**Exercise prompt:** The records that follow must be reproduced in full, exactly as written.

**Input records:**

◇ ◇ ◇

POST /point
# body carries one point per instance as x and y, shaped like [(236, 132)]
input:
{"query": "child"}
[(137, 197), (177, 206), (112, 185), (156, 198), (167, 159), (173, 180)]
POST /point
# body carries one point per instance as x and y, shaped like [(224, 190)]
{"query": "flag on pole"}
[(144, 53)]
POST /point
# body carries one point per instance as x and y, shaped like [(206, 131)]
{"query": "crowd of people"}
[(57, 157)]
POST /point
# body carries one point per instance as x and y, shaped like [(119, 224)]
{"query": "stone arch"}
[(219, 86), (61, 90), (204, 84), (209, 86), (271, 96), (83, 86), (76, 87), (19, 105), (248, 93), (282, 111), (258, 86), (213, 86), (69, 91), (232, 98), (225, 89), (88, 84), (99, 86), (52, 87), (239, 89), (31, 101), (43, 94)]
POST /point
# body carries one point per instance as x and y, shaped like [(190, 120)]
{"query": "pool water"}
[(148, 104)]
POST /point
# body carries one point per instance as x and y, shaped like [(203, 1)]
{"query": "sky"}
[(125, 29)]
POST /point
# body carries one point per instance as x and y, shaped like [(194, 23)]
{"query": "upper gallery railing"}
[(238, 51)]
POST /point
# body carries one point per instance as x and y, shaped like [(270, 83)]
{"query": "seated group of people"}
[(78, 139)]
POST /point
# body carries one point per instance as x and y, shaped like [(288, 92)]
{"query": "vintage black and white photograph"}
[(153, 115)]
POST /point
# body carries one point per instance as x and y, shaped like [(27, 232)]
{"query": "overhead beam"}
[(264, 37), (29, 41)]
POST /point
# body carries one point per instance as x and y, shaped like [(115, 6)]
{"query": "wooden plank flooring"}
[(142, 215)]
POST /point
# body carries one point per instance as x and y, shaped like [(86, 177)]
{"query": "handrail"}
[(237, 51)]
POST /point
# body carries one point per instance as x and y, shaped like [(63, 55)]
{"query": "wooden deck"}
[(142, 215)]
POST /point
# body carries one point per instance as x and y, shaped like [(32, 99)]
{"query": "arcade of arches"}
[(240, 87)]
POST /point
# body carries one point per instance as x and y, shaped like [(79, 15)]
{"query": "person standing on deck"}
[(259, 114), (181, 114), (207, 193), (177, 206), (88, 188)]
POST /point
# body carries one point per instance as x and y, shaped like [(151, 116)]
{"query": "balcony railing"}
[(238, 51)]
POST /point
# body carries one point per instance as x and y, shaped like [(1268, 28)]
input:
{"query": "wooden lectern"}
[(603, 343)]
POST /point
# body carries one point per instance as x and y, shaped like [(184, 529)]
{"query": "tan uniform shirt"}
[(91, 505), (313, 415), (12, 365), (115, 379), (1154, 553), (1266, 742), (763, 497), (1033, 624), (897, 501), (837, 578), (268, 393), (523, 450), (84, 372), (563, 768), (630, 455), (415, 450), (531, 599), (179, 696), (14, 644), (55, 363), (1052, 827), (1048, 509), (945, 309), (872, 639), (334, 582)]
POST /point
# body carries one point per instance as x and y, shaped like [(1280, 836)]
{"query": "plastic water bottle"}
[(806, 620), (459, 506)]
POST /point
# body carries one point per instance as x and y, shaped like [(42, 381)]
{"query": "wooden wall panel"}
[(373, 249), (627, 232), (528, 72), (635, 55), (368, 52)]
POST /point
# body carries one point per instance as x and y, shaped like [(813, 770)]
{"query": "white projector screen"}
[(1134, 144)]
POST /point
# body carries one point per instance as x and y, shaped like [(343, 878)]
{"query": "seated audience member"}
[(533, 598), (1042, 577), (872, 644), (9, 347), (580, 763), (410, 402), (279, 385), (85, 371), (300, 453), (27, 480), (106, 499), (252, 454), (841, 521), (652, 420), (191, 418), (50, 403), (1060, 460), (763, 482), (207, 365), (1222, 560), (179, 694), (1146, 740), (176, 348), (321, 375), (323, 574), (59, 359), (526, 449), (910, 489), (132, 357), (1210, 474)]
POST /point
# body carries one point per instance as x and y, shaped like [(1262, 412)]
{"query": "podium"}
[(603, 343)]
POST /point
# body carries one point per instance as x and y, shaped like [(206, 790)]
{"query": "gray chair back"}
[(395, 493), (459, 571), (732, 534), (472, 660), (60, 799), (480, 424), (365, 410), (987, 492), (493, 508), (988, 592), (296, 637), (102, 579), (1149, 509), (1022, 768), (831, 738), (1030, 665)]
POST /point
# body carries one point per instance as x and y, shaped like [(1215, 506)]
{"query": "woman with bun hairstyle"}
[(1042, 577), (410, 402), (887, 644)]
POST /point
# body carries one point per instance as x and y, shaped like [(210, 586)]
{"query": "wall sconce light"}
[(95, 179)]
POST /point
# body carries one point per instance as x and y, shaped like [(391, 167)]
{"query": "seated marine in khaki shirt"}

◇ ◇ ◇

**Result of the task:**
POST /point
# body carries one point per instance as x and y, shaped like [(236, 132)]
input:
{"query": "child"}
[(137, 197), (177, 206), (112, 185), (156, 198), (167, 159), (173, 180)]
POST /point
# body carries one point per instance as x and y, shaped like [(224, 190)]
{"query": "flag on pole"}
[(144, 53)]
POST /point
# body carries one point per instance as x and y, shaped like [(206, 131)]
{"query": "crowd of people"}
[(57, 157)]
POST /point
# body carries one point per instance as x and y, shaped like [(119, 224)]
{"query": "stone arch"}
[(219, 86), (61, 90), (204, 84), (209, 86), (271, 96), (83, 86), (76, 87), (19, 105), (248, 93), (282, 111), (258, 86), (213, 86), (69, 91), (232, 98), (225, 89), (88, 84), (99, 86), (52, 87), (239, 89), (31, 101), (43, 94)]
POST /point
# body carries one point per instance as x and y, shaped like [(190, 120)]
{"query": "pool water"}
[(148, 104)]
POST /point
# body carries one point per instance as x and y, shaped like [(203, 1)]
{"query": "sky"}
[(125, 29)]
POST /point
# body carries one point per instance as x and y, shaped like [(194, 23)]
{"query": "upper gallery railing"}
[(238, 51)]
POST /point
# body carries one point per instance as x and y, shaped like [(270, 83)]
{"query": "seated group of people"}
[(78, 139)]
POST /point
# body carries one point per instance as x and y, shaped like [(288, 92)]
{"query": "vintage black and white photograph"}
[(153, 115)]
POST /point
# body carries one point per instance as x and y, shaped like [(27, 232)]
{"query": "overhead beam"}
[(264, 37), (29, 41)]
POST /point
# body carries one point per instance as x and y, shaped like [(115, 6)]
{"query": "wooden plank flooring"}
[(142, 215)]
POST /point
# body carries one point per instance as x and y, shaped like [(86, 177)]
{"query": "handrail"}
[(237, 51)]
POST /point
# body carries one point per instance as x and y, shaped like [(63, 55)]
{"query": "wooden deck"}
[(142, 215)]
POST /point
# body carries one point per instance as x and y, shaped like [(32, 99)]
{"query": "arcade of arches"}
[(240, 87)]
POST /point
# body carries one point per instance as x and y, shaped like [(79, 15)]
{"query": "person standing on deck"}
[(259, 114), (181, 114), (207, 193), (177, 206), (88, 188)]
POST /point
# body carries one point per instance as x and y, shaped like [(151, 116)]
{"query": "balcony railing"}
[(238, 51)]
POST /point
# body carries one point per instance as x and y, shaped like [(1268, 28)]
input:
{"query": "wooden lectern"}
[(603, 343)]
POST /point
# body carries one point per instance as x and y, shaped like [(184, 529)]
{"query": "tan uniform shirt"}
[(91, 505), (313, 415), (12, 365), (115, 379), (1154, 553), (1266, 742), (763, 497), (1033, 624), (897, 501), (837, 578), (268, 393), (523, 450), (84, 372), (563, 768), (630, 455), (415, 450), (531, 599), (179, 696), (14, 644), (55, 363), (1052, 827), (1048, 509), (945, 309), (872, 639), (334, 582)]
POST /point
# body carries one point per instance as x and y, shaped like [(1280, 836)]
{"query": "plastic water bottle"}
[(806, 620), (459, 506)]
POST /point
# body carries one point per instance as x and y, shaped like [(42, 381)]
{"query": "wooden wall panel"}
[(373, 249), (627, 232), (528, 72), (635, 55), (368, 52)]
POST /point
# body carries one point per instance as x and y, shaped like [(813, 770)]
{"query": "white projector screen"}
[(1134, 144)]
POST /point
# body carries one point per instance as x and y, shaped like [(343, 878)]
{"query": "seated audience member"}
[(533, 598), (1042, 577), (872, 644), (9, 347), (580, 763), (410, 402), (279, 385), (85, 371), (300, 453), (27, 480), (106, 499), (252, 454), (841, 521), (652, 420), (191, 418), (50, 403), (1060, 460), (763, 482), (207, 365), (1222, 560), (179, 694), (1146, 740), (176, 348), (321, 375), (323, 574), (59, 359), (526, 449), (910, 489), (132, 357), (1210, 474)]
POST /point
# body carries one point per instance as x and y, shaped like [(1262, 412)]
{"query": "podium"}
[(603, 343)]
POST /point
# body carries one point per instance as x and y, shaped like [(206, 790)]
{"query": "gray chair back"}
[(395, 493), (459, 571), (732, 534), (472, 660), (60, 799), (480, 424), (365, 410), (987, 492), (493, 508), (988, 592), (296, 637), (102, 579), (1149, 509), (1022, 768), (831, 738), (1030, 665)]
POST /point
# body carries one point per instance as x and y, shaped like [(1215, 506)]
{"query": "woman with bun hairstyle"}
[(1042, 577), (410, 402), (887, 644)]
POST /point
# body carries one point per instance as x and y, shaped like [(210, 586)]
{"query": "wall sconce light"}
[(95, 179)]
POST /point
# body carries one point per instance as x and y, shaped like [(391, 167)]
{"query": "seated marine in khaki shirt"}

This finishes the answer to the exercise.